* [EXCERPT PROVIDED]
Data cleaning is an important part of the RDM process. During data cleaning mistakes in the data collection and processing phase can be fixed. In projects where data collection is not structured properly, data cleaning can take up a lot of time. Sometimes, it may even be quicker to restart data collection in order to avoid a messy dataset.
Therefore, it is important to think about your data collection strategy before collecting data: this can save you a lot of time. This is especially important if several people are collecting data.
If your data is in the form of spreadsheet, you may want to check out our chapter on Data Organisation in Spreadsheets.
How to clean data?¶
During data cleaning there are several steps to take into account:
1. Backup Your Raw Data¶
Always save an untouched copy of your dataset before you begin! If you make mistakes during the data cleaning process you can still go back to the original information. All changes to data need to happen in one data file; if you use multiple versions it will be a mess to identify the correct/latest version to work in. If it is important to keep track of multiple versions of the data, you can set up a version control strategy using Version Control.
2. Understand/Validate the Data¶
Data validation is a process used to determine if data are inaccurate, incomplete, or unreasonable (Chapman (2005)).
To validate the data you can check if data are:
Complete
Check for missing/duplicate cases, rows, and columns.

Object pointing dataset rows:
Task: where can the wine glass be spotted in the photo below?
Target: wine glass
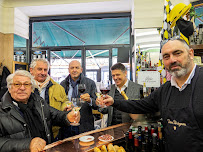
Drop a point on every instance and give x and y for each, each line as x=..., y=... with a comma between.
x=81, y=89
x=77, y=105
x=105, y=87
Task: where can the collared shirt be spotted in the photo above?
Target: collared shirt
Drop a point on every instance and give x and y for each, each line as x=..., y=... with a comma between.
x=42, y=94
x=70, y=91
x=188, y=81
x=123, y=87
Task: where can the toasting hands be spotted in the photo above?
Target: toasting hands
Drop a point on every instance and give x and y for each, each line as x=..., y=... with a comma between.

* [EXERCISE OBJECTIVE]
Output the full data cleaning text above verbatim, from its first sentence to its last.

* [COMPLETE RESPONSE]
Data cleaning is an important part of the RDM process. During data cleaning mistakes in the data collection and processing phase can be fixed. In projects where data collection is not structured properly, data cleaning can take up a lot of time. Sometimes, it may even be quicker to restart data collection in order to avoid a messy dataset.
Therefore, it is important to think about your data collection strategy before collecting data: this can save you a lot of time. This is especially important if several people are collecting data.
If your data is in the form of spreadsheet, you may want to check out our chapter on Data Organisation in Spreadsheets.
How to clean data?¶
During data cleaning there are several steps to take into account:
1. Backup Your Raw Data¶
Always save an untouched copy of your dataset before you begin! If you make mistakes during the data cleaning process you can still go back to the original information. All changes to data need to happen in one data file; if you use multiple versions it will be a mess to identify the correct/latest version to work in. If it is important to keep track of multiple versions of the data, you can set up a version control strategy using Version Control.
2. Understand/Validate the Data¶
Data validation is a process used to determine if data are inaccurate, incomplete, or unreasonable (Chapman (2005)).
To validate the data you can check if data are:
Complete
Check for missing/duplicate cases, rows, and columns.